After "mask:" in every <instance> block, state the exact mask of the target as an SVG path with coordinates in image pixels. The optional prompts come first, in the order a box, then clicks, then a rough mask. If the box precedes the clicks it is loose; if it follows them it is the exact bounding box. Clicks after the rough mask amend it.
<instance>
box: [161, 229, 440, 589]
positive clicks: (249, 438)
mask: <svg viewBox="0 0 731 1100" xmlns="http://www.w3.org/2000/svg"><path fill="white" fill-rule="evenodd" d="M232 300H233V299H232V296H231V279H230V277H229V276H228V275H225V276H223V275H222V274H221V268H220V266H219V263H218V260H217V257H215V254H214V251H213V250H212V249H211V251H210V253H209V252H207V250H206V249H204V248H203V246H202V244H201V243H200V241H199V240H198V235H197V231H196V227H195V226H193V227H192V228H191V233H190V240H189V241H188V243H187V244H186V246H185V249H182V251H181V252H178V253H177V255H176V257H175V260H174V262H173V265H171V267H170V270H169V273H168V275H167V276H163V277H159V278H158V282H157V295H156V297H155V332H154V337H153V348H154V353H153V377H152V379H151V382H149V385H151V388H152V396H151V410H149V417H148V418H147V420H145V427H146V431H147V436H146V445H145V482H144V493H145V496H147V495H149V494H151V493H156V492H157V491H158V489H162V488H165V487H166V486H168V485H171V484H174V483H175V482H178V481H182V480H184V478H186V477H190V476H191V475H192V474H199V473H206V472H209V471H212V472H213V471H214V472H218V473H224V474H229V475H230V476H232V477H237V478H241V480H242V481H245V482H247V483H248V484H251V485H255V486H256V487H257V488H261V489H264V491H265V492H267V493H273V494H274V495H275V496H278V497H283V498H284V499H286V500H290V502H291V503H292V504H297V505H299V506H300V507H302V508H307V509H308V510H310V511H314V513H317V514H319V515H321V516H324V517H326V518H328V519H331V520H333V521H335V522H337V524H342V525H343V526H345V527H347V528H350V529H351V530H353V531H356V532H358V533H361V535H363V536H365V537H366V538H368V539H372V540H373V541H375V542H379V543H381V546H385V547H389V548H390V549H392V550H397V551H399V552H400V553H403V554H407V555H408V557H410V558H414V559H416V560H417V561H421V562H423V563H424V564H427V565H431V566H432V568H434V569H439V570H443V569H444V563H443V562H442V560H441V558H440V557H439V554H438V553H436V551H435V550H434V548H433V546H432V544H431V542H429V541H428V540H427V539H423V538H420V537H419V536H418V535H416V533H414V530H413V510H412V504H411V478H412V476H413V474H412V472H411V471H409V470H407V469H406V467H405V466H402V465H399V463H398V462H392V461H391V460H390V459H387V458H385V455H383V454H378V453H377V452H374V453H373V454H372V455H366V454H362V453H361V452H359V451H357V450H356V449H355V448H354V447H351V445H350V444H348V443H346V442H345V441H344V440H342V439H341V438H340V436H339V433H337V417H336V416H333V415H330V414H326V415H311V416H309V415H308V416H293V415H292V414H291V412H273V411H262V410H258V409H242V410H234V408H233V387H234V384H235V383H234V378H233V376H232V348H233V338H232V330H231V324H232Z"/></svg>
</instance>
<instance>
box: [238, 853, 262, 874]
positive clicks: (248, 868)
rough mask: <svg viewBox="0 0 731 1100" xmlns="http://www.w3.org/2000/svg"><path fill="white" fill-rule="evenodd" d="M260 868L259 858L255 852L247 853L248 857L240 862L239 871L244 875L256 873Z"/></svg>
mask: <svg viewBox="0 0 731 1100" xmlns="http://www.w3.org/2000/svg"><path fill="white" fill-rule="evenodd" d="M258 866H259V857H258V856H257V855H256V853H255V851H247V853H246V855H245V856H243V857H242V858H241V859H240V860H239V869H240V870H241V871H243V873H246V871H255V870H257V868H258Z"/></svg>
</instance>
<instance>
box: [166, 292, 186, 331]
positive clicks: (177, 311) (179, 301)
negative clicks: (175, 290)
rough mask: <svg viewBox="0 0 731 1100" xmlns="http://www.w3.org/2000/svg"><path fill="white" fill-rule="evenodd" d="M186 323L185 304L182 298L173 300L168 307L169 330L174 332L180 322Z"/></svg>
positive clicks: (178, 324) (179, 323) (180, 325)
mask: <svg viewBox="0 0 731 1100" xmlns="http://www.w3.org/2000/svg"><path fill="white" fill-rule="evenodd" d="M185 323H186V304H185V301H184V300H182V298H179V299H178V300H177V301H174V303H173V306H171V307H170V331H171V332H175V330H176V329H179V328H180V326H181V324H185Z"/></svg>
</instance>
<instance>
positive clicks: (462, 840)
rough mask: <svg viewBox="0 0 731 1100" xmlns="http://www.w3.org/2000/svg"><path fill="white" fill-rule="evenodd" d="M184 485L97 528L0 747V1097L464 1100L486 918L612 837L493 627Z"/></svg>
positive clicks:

+++

What to work on —
Print the data word for word, from its first line through the line that contains "positive clicks: (249, 438)", with that line included.

Finished task —
After "mask:" in every <instance> block, state the exact mask of the target as an SVG path with coordinates in image pixels. The optional prompts come first, in the order a box, then clicks, then a rough mask. If the box precedes the clicks it is loose; if it follows them it is the exact bounding box. Clicks after the rough mask amend it.
<instance>
box: [161, 229, 440, 589]
positive clicks: (249, 438)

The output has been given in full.